[Dataset items]
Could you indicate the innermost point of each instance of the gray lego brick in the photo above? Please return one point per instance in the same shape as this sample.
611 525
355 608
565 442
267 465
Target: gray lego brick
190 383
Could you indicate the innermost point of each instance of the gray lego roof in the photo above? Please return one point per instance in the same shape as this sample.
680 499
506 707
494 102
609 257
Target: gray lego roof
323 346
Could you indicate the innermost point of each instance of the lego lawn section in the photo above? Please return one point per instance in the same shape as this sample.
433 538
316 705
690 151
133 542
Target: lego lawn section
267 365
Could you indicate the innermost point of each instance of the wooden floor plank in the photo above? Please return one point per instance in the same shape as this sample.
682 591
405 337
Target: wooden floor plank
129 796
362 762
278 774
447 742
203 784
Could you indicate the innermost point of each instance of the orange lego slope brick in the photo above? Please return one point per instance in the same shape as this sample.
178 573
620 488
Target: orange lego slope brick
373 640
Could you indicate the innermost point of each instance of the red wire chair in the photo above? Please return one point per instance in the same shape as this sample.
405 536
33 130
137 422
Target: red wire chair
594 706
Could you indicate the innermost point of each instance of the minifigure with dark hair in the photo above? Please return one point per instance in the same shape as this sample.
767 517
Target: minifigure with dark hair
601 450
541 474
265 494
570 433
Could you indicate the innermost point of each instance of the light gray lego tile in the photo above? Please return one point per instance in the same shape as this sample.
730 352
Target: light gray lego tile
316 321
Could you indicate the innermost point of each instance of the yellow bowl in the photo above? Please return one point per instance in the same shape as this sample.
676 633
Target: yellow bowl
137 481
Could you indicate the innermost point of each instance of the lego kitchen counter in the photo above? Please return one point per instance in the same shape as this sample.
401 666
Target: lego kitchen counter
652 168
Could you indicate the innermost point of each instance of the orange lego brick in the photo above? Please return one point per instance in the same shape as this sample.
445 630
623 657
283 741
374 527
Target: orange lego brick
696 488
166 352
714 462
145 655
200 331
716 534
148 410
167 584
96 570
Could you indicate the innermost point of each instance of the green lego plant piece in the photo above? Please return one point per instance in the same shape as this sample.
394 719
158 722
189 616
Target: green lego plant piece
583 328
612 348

_TASK DIRECTIONS_
Output the records above precisely.

_SOLVED EXERCISE_
Could you indicate the innermost point of each instance of the gray lego brick in the photo above? Please return one point per instance in the same shape as this sample.
611 525
355 608
565 442
267 465
Target: gray lego brick
190 383
Could you indicate the innermost point of each instance of the gray lego roof in the photo above? Please return one point per instance in the same shape as this sample.
680 499
506 707
494 102
609 257
Target: gray lego roof
323 346
Could you indicate the innermost point of each instance of the lego lawn section in the photo above? Please return one point per instance in the same shape as this sample.
433 538
316 705
690 151
133 542
Target: lego lawn section
267 365
Could you indicate the innermost point of each instance of the wooden floor plank in the photo above? Please return one point per instance in the same shape as this sample.
682 591
405 337
Target: wooden floor plank
129 796
362 762
278 774
447 742
203 784
Could you indicate the innermost point of each instance of the orange lego slope brick in the photo above? Please return one point per instance in the same shape as this sample.
178 573
620 488
Target: orange lego slope brick
373 640
Could you indicate the innermost point of each instance of the red wire chair in the photo above? Please return one point per instance in the same shape as this sample.
405 536
33 130
137 422
Target: red wire chair
594 706
Could you indicate the innermost point of each instance of the minifigure with dark hair in the photo above? Please return one point per instance in the same shape as this sample.
767 517
Target: minifigure with dark hair
601 450
541 474
265 494
570 433
Could you indicate the innermost point of each instance of the light gray lego tile in the photo above? Please return one point per instance in the same shape as this sample.
730 352
Target: light gray lego tile
316 321
Could you indicate the innermost point of each instance of the yellow bowl in the photo above? Please return one point per instance in the same shape as this sample.
676 633
Target: yellow bowl
137 481
Could you indicate the innermost point of each instance of the lego kitchen counter in the photo above? Please return one point per instance in the same shape as this sample.
401 666
Target: lego kitchen counter
652 168
Could you indicate the innermost point of each instance of the orange lego brick in the photo above? Please return one point per instance in the same shape as this sample.
445 630
623 657
283 741
374 527
Target: orange lego brick
696 488
166 352
714 462
145 655
200 331
716 534
148 410
167 584
96 570
Could you indicate the innermost point of each instance of the green lego plant piece in the photo above? Please return one point per instance in the same shape as this sample.
394 719
158 722
189 616
Target: green lego plant piece
583 328
612 348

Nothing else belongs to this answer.